> _DIRECTIONS_
Whenever "foliage" appears in a line, please copy that line from the data.
EXERCISE MATERIALS START
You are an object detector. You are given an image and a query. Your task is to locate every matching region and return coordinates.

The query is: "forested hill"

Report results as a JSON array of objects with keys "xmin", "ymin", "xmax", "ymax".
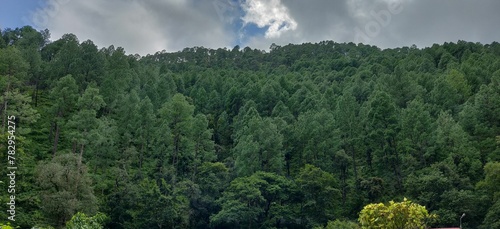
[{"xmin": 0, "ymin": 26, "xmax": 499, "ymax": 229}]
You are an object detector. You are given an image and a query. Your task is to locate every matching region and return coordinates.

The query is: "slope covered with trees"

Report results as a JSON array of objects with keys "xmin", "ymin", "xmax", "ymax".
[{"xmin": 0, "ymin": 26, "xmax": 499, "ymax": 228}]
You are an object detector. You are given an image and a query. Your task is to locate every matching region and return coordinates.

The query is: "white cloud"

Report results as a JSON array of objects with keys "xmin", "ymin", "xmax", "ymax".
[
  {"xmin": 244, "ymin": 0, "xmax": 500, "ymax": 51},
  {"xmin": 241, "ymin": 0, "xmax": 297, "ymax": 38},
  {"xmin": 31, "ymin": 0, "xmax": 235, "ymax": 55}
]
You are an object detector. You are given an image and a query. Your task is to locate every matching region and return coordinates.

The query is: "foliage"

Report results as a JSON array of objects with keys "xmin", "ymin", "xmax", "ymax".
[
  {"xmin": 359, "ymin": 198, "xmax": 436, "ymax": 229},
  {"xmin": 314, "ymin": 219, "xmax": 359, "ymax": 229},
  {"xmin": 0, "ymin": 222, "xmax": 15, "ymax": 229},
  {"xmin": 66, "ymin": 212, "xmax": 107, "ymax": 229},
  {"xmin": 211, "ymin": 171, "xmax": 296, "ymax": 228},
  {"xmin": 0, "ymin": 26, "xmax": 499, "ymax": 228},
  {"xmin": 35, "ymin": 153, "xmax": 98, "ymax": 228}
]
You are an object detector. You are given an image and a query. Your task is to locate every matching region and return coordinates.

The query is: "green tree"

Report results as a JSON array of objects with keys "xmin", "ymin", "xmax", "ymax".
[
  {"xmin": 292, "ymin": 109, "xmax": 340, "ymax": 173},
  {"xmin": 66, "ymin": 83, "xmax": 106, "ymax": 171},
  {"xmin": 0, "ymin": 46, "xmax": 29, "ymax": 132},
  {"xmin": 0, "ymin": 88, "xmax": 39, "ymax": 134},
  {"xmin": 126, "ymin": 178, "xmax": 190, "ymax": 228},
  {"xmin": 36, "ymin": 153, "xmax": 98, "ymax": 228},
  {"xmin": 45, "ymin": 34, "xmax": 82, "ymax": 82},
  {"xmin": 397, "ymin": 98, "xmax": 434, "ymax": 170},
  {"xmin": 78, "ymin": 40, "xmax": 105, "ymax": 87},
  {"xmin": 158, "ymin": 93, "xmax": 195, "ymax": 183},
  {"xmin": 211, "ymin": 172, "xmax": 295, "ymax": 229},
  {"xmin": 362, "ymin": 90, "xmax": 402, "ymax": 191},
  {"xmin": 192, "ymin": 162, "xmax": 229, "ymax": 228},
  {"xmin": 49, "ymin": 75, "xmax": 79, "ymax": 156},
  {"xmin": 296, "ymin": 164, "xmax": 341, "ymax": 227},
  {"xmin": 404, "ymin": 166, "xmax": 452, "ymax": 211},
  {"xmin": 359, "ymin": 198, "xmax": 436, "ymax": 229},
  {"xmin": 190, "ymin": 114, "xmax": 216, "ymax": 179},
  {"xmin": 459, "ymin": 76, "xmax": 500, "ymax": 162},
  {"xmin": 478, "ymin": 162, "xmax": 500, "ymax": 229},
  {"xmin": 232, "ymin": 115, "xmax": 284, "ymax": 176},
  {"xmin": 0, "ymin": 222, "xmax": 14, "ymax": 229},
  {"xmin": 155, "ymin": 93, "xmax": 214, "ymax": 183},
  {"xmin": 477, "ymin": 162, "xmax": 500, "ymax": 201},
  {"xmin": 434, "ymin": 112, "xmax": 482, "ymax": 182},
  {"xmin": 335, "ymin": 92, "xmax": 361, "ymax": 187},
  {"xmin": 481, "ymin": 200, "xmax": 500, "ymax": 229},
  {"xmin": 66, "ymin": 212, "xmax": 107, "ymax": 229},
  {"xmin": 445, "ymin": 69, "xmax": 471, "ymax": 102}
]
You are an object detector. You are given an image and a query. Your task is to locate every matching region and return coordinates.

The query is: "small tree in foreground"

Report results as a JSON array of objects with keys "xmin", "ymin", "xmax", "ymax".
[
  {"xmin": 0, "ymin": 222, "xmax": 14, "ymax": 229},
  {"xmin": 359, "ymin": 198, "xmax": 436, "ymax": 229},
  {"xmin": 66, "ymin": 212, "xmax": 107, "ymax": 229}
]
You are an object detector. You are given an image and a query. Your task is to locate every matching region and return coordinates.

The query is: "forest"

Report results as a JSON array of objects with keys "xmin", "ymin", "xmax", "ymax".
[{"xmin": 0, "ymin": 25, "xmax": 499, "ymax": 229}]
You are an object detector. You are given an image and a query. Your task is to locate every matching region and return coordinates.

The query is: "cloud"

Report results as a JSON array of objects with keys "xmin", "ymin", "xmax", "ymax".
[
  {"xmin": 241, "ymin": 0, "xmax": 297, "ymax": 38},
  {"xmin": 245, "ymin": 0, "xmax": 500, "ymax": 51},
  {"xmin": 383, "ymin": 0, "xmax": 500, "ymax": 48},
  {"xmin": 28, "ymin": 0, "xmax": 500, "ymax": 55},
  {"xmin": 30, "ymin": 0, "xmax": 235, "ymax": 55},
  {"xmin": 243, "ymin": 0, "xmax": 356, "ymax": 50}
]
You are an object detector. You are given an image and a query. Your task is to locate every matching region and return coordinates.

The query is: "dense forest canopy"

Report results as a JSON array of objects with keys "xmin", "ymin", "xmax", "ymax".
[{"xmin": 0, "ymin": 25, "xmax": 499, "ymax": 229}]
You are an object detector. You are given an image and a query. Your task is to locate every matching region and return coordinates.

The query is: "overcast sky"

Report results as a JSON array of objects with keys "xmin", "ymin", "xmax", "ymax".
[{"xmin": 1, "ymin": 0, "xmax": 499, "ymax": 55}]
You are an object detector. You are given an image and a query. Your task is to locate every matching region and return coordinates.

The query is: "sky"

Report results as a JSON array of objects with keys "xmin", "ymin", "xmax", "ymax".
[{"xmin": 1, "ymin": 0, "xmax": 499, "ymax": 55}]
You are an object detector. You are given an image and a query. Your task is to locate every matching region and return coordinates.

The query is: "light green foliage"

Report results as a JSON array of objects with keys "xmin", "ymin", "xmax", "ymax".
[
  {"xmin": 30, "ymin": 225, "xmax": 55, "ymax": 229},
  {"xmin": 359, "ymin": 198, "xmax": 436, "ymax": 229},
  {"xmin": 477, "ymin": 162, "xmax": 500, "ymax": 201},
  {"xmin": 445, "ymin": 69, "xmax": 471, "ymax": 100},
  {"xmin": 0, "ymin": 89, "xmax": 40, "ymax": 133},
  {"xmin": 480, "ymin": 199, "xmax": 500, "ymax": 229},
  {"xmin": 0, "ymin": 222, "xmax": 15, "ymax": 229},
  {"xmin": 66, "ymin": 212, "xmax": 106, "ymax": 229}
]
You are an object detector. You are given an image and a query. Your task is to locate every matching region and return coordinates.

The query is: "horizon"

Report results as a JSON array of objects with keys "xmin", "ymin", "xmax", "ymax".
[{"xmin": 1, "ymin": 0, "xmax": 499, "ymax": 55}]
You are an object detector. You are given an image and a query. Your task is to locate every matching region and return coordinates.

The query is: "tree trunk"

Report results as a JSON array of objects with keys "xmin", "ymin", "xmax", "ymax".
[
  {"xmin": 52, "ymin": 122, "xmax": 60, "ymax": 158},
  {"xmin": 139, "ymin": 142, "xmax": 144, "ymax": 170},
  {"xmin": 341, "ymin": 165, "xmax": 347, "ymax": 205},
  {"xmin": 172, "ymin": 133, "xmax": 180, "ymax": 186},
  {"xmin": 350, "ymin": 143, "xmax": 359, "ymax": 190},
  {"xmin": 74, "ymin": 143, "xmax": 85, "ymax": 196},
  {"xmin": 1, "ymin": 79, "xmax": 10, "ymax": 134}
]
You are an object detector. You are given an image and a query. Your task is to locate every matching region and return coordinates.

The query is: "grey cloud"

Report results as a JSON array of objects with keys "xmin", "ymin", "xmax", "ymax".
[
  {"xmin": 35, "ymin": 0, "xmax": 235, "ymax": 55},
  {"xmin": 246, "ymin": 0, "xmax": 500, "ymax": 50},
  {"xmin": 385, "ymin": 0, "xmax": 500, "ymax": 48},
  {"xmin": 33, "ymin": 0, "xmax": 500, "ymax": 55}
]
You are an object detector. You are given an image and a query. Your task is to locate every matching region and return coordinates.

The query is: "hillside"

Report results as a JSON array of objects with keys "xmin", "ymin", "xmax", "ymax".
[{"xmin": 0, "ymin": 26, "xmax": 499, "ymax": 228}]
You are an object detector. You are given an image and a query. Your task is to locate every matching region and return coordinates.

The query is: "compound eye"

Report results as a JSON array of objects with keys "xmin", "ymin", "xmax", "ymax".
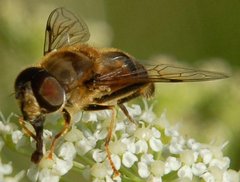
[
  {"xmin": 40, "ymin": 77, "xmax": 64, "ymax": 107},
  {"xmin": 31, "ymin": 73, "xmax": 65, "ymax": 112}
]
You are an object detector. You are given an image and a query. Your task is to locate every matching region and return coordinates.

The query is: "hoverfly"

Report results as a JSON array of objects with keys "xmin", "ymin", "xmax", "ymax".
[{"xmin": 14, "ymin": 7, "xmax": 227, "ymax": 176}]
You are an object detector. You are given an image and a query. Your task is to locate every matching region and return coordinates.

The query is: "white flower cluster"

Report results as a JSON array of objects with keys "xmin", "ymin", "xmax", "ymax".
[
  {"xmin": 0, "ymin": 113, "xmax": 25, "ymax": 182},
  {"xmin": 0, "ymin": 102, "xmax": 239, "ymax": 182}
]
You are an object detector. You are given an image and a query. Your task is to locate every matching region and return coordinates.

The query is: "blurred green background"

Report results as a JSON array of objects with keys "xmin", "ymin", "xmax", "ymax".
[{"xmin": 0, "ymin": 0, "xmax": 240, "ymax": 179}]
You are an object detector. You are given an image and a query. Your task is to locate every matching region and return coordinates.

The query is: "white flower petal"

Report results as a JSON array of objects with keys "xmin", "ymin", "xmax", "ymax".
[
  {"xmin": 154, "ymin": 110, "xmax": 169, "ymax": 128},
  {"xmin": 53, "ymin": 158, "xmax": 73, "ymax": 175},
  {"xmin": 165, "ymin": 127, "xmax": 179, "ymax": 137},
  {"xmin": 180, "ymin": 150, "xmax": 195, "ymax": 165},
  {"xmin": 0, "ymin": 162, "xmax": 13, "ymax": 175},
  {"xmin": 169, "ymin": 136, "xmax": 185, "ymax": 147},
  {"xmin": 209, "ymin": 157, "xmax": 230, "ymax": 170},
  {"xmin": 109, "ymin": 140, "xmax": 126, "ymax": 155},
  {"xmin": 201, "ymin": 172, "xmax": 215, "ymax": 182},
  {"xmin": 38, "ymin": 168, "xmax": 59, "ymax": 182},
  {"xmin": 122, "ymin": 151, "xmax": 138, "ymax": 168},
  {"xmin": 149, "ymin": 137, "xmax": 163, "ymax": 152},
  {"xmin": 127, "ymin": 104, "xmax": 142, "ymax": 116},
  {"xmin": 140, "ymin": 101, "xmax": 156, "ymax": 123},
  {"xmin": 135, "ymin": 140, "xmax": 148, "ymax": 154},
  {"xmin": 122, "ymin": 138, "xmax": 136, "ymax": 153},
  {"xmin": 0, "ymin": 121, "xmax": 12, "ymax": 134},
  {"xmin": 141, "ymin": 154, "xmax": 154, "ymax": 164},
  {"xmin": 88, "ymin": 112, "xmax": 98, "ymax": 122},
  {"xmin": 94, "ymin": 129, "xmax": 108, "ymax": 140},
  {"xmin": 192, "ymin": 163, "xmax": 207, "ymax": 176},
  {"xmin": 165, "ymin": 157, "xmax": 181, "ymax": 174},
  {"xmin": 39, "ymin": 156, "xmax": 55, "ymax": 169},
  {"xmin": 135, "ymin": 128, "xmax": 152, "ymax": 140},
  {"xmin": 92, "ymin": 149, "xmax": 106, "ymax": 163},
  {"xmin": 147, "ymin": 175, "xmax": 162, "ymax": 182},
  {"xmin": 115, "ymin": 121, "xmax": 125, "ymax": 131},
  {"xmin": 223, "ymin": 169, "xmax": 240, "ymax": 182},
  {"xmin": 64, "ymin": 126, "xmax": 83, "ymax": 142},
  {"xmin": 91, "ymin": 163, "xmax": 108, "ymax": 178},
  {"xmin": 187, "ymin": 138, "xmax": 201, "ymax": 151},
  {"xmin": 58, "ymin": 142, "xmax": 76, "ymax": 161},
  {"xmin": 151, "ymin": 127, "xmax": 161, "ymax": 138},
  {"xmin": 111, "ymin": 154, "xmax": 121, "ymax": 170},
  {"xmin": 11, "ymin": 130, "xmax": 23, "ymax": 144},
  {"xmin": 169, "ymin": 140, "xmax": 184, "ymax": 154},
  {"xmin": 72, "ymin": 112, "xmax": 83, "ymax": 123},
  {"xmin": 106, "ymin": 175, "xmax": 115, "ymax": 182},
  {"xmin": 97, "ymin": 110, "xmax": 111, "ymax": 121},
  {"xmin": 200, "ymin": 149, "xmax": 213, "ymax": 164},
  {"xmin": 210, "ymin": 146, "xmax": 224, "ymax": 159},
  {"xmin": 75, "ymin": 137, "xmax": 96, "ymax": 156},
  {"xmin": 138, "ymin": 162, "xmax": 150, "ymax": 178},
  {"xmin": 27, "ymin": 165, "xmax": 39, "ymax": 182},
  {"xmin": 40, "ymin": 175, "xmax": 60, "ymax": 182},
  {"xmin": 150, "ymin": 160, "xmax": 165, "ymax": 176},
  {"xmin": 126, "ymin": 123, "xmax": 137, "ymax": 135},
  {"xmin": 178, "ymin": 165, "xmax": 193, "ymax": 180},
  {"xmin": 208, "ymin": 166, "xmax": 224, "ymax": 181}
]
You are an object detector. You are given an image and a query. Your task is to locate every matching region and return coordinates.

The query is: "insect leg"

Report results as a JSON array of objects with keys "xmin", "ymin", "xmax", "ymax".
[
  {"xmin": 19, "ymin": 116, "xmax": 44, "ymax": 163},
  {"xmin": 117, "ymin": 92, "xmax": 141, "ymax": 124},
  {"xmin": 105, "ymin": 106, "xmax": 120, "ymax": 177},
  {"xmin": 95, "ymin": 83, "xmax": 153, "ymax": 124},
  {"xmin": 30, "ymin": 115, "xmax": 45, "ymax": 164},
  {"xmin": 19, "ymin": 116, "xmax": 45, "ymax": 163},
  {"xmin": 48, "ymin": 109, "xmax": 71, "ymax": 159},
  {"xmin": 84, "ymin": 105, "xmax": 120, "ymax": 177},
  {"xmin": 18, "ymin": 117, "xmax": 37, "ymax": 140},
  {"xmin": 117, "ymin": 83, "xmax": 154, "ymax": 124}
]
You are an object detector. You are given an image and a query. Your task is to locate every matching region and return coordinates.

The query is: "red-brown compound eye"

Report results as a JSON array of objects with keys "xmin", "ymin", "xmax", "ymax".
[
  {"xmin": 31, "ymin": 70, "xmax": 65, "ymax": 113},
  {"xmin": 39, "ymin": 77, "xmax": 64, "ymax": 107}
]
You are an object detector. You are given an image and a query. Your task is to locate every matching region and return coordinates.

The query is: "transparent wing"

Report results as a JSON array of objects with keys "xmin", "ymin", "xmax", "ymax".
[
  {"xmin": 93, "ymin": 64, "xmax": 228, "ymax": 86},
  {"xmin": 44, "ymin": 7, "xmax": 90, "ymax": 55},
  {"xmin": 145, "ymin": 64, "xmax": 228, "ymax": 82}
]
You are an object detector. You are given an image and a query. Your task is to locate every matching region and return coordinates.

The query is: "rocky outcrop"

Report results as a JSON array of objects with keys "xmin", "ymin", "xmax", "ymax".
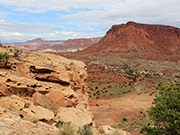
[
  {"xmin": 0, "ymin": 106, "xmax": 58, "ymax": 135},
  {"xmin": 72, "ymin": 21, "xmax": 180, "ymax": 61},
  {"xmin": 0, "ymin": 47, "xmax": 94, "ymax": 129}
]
EXERCISE MATERIALS END
> _WORKED SOLUTION_
The query is: "foliage"
The query is: "light green foliage"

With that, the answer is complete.